(Entries from an annotation dataset)
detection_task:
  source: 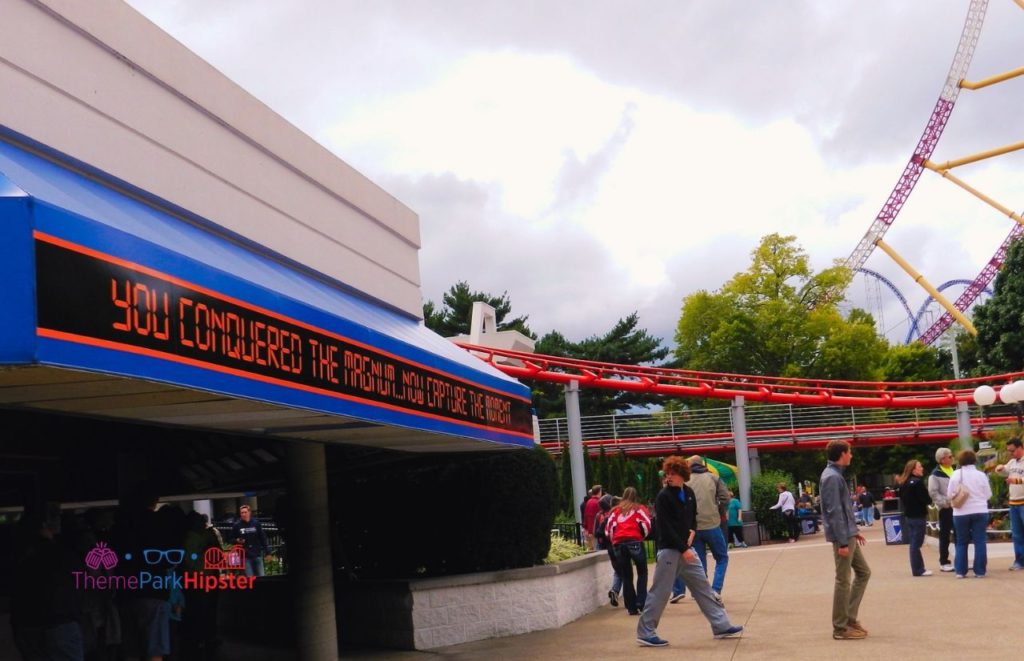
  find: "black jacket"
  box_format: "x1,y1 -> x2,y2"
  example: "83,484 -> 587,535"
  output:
654,485 -> 697,553
899,475 -> 932,519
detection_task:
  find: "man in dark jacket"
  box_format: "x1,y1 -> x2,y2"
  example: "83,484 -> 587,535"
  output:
818,441 -> 871,641
637,456 -> 743,648
231,504 -> 270,576
928,447 -> 953,572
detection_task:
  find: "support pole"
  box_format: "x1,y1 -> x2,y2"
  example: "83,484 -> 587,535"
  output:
730,395 -> 752,511
956,402 -> 974,450
750,447 -> 761,480
287,443 -> 338,661
565,381 -> 587,530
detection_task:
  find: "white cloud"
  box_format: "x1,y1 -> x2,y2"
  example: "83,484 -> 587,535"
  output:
130,0 -> 1024,351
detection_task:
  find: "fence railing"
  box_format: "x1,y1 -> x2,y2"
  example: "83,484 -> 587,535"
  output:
539,404 -> 956,444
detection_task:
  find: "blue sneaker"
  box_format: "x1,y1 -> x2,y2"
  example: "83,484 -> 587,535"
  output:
637,635 -> 669,648
715,625 -> 743,640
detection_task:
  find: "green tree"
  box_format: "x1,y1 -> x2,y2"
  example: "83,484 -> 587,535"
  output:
423,280 -> 537,339
804,308 -> 889,381
675,234 -> 860,378
974,240 -> 1024,373
534,312 -> 669,417
882,342 -> 952,381
751,471 -> 796,539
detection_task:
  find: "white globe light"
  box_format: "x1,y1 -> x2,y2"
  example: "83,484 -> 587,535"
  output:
974,386 -> 995,406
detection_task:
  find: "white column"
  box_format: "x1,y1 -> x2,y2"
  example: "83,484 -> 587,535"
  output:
565,381 -> 587,536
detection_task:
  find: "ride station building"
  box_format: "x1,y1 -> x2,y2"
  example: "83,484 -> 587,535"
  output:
0,0 -> 534,658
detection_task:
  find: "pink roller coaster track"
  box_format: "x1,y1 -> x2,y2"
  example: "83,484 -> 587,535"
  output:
846,0 -> 1024,345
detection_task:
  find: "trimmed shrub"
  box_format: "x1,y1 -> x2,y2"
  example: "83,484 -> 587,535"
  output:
332,447 -> 557,578
751,471 -> 796,539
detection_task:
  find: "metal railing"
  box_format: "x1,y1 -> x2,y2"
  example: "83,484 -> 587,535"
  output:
213,521 -> 288,574
539,404 -> 1001,452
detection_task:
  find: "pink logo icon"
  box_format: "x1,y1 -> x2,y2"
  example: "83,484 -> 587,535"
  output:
85,541 -> 118,570
203,544 -> 246,569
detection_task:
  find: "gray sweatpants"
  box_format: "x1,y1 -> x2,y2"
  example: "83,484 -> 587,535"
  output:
637,548 -> 732,637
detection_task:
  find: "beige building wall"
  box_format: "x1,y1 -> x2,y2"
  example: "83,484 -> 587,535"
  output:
0,0 -> 422,318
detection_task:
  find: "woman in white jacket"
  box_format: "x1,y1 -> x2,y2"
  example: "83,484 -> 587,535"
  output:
947,450 -> 992,578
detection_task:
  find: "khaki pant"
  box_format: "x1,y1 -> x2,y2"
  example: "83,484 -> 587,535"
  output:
833,537 -> 871,631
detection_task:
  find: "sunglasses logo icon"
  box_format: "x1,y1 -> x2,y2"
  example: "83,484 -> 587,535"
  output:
142,548 -> 185,565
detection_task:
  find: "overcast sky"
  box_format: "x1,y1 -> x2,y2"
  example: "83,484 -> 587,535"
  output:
123,0 -> 1024,349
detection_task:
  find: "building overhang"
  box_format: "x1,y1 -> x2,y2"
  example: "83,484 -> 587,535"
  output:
0,139 -> 534,451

> Your instructions: Extract every line of the data above that contains the word "logo".

> Task solution:
  find: "pink logo icon"
  find: "sunglasses logo icon"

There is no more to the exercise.